Task directions
Please copy out the items below with every "quality-assurance pass" swapped for "second review pass", leaving everything else unchanged.
....
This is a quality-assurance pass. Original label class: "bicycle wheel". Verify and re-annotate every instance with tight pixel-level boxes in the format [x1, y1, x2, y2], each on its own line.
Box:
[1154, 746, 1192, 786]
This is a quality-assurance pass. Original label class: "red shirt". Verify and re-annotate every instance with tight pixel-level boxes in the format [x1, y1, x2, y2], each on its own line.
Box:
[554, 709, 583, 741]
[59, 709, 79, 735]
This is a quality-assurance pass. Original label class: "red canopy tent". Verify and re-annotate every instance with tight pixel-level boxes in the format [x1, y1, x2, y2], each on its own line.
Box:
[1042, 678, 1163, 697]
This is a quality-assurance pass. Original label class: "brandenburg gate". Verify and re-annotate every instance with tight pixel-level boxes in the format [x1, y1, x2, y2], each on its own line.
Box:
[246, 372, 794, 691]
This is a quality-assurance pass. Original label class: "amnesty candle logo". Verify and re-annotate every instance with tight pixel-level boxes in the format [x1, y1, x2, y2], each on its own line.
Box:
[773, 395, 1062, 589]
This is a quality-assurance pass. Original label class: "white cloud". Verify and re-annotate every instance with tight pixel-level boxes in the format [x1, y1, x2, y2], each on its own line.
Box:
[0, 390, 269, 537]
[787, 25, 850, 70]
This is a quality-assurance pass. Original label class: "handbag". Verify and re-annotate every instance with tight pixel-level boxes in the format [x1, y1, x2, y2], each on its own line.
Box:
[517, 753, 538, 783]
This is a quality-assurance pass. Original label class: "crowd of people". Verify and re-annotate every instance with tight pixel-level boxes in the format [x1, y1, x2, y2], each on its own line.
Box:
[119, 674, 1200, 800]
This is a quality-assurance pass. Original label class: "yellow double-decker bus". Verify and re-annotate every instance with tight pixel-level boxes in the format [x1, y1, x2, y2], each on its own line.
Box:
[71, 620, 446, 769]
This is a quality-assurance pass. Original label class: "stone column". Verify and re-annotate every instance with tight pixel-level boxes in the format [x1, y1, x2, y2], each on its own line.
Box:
....
Output of the task
This is a second review pass. Original label class: "bicycle wheel". Verify and re-annotate every instance with tight pixel-level boxes in the format [x1, y1, x2, y2], each on its own line.
Box:
[1154, 746, 1192, 786]
This is a second review pass. Original label class: "red shirt". Verify and re-annotate every instance with tight pixel-level boxes in the format [x1, y1, x2, y2], each on its own line.
Box:
[554, 709, 583, 741]
[59, 709, 79, 735]
This is a second review pass. Original label class: "red canopy tent". Verify and re-annotate every instance with tight pixel-level boxes in the format [x1, y1, x2, y2], each on its own line.
Box:
[1042, 678, 1163, 697]
This is a second review pass. Original label class: "brandenburg gate". Verify and re-annotate every instance with tight pixel-level boxes in the format [x1, y1, x2, y2], each on its own line.
Box:
[246, 372, 794, 691]
This is a second review pass. Original label class: "amnesty candle logo". Verify and re-annotate every instance with tight pixel-level boxes in the format [x1, y1, x2, y2], each on its own line.
Box:
[773, 395, 1062, 589]
This is a second review pass. Original label class: "white cloud". Verify and re-annotate every instance with tight pixel-level boxes in the format [x1, y1, x2, y2], each on its own line.
Box:
[0, 390, 269, 537]
[787, 25, 850, 70]
This is a second review pass. Original label class: "handbag". Verify and re-annotate every instance with tight pixel-level boxes in the format [x1, y1, x2, y2], each on its own line.
Box:
[517, 753, 538, 783]
This is a second review pass. Original label class: "crowd of people". Verify and re-annotate every instance with tight pixel-level boxes in the format [x1, y1, x2, y2], each on its own line.
Box:
[119, 674, 1200, 800]
This is a second review pass. Original label class: "yellow double-decker bus". Verify and re-annotate every instance with tight pixel-level boxes in the format [x1, y1, x2, y2], each on its own line.
Box:
[71, 620, 446, 769]
This is a second review pass. Original label class: "stone column". Verify and re-annotate every instance with tight pixel-level boxes in the format [x1, y1, x2, y2], each on its own line.
Box:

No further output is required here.